- [文档]:
• • •

此方法易于实现,适合浏览结果的前几页。然而,由于 Manticore 内部处理查询的方式,它在深度分页时效率较低。有关这些限制的详细信息,请参见 第8节:限制和性能考虑

结果集窗口和 max_matches

默认情况下,Manticore Search 限制返回的匹配项数量为 1000。如果您尝试分页超过此限制,查询将导致错误。可以使用 max_matches 选项调整此限制。

理解 max_matches

max_matches 选项控制 Manticore 在搜索时在 RAM 中保留的匹配项数量。它旨在限制每个查询的内存使用。默认值为 1000,对于大多数常见搜索场景来说已经足够,但当您需要访问更深层的结果页面时,可以增加此值。

-- Increase max_matches to allow deeper pagination (results 1001-1005)
SELECT id, title, price FROM products 
WHERE MATCH('smartphone') 
ORDER BY weight() DESC, price ASC, id ASC
LIMIT 1000, 5 
OPTION max_matches=1500;

输出:

+------+-----------------------------------------+-------+
| id   | title                                   | price |
+------+-----------------------------------------+-------+
| 3550 | Open sold being late wide. smartphone   |   111 |
| 4896 | Grew. Wrote as hungry. smartphone       |   111 |
|  647 | Went seen had. smartphone               |   112 |
|  883 | Hold lose; have thought. smartphone     |   112 |
| 1774 | Get! began sick. Gone, wild. smartphone |   112 |
+------+-----------------------------------------+-------+
-- For very deep pagination (results 5000-5005)
SELECT id, title, price FROM products 
WHERE MATCH('smartphone')

• • •

- [数据展示]:
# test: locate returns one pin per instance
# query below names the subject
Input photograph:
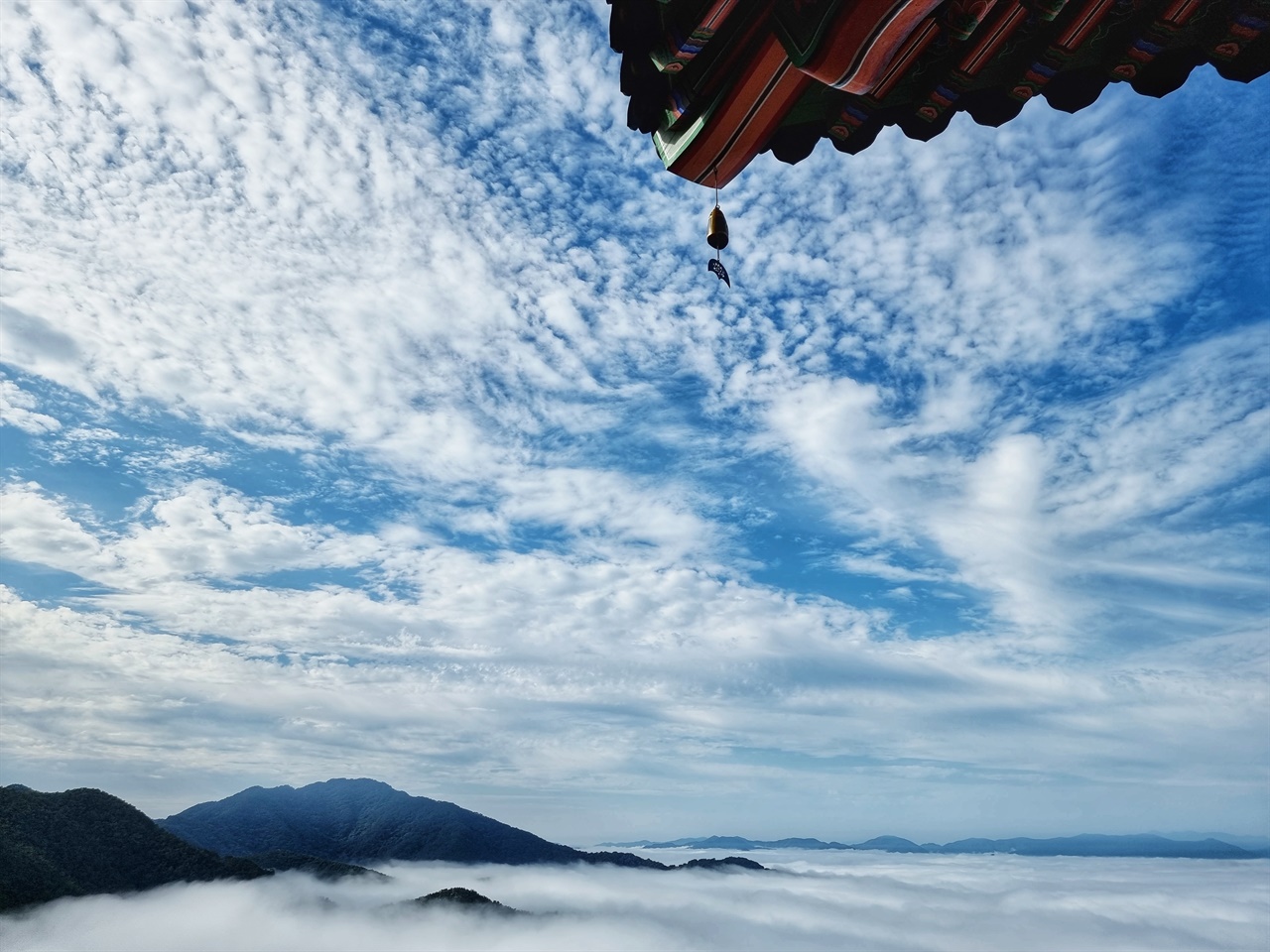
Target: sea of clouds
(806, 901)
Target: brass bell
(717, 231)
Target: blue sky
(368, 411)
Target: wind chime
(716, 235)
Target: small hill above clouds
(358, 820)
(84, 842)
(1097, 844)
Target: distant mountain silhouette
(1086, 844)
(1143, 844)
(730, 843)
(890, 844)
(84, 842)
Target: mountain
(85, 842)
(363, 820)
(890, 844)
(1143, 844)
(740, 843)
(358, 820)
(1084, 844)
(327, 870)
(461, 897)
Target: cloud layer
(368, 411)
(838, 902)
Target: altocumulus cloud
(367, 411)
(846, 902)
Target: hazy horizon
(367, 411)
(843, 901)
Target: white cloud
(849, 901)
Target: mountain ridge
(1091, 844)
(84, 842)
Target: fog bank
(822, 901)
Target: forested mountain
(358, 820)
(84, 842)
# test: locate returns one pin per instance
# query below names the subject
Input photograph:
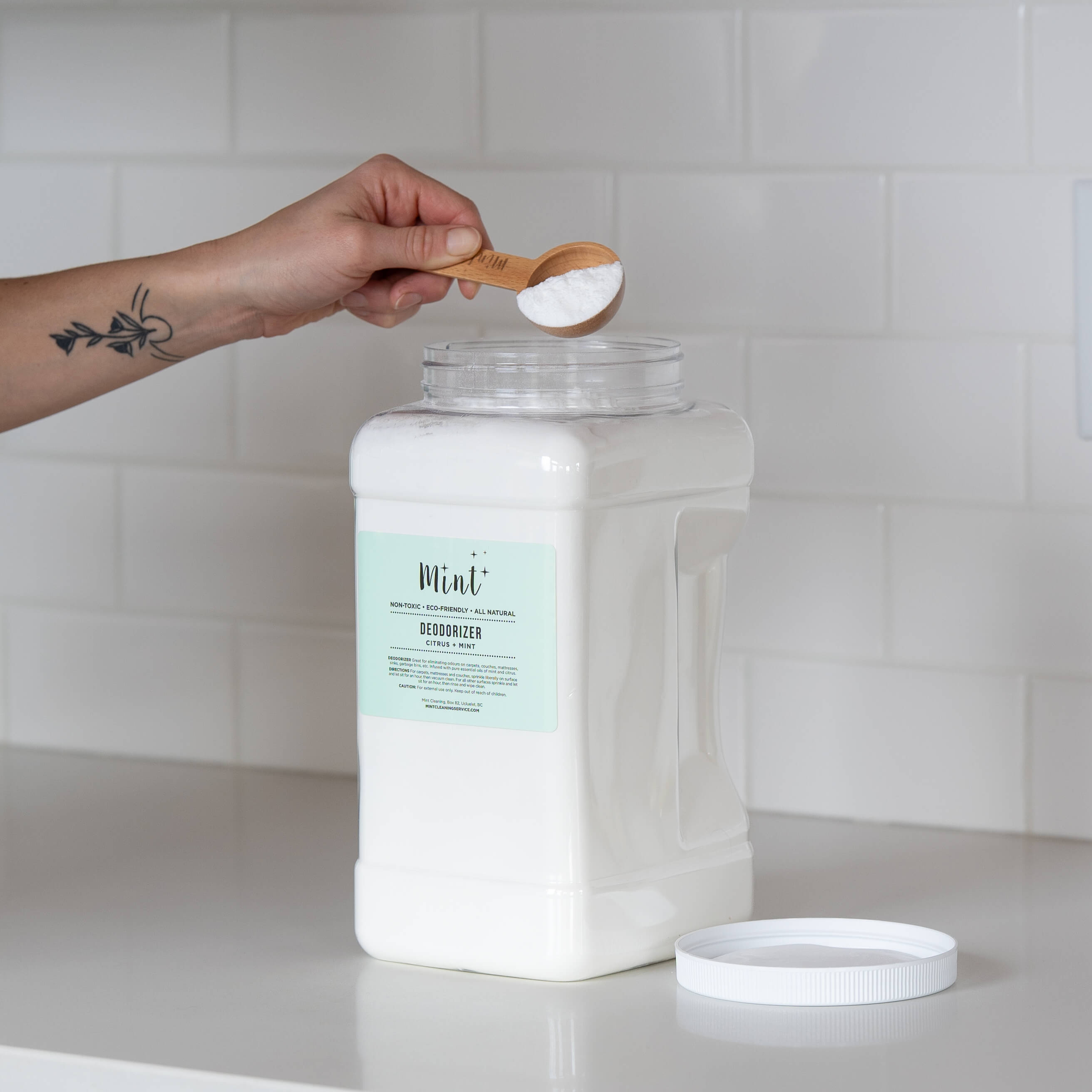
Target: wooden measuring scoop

• • •

- [练习要求]:
1. 请将文档中以"默认情况下,Manticore Search 限制返回的匹配项数量为"开头、以"pagination (results 1001-1005)"结尾的部分原样抄写出来。
2. 用两句话概括这篇关于 Manticore Search 分页的文档。

- [参考答案]:
1.
默认情况下,Manticore Search 限制返回的匹配项数量为 1000。如果您尝试分页超过此限制,查询将导致错误。可以使用 max_matches 选项调整此限制。

理解 max_matches

max_matches 选项控制 Manticore 在搜索时在 RAM 中保留的匹配项数量。它旨在限制每个查询的内存使用。默认值为 1000,对于大多数常见搜索场景来说已经足够,但当您需要访问更深层的结果页面时,可以增加此值。

-- Increase max_matches to allow deeper pagination (results 1001-1005)

2. Manticore Search 默认最多返回 1000 个匹配项，分页超过此限制会导致查询出错，而且这种分页方法在深度分页时效率较低。该限制由 max_matches 选项控制，它决定搜索时在 RAM 中保留的匹配项数量，以限制每个查询的内存使用；需要访问更深层的结果页面时，可以调高此值。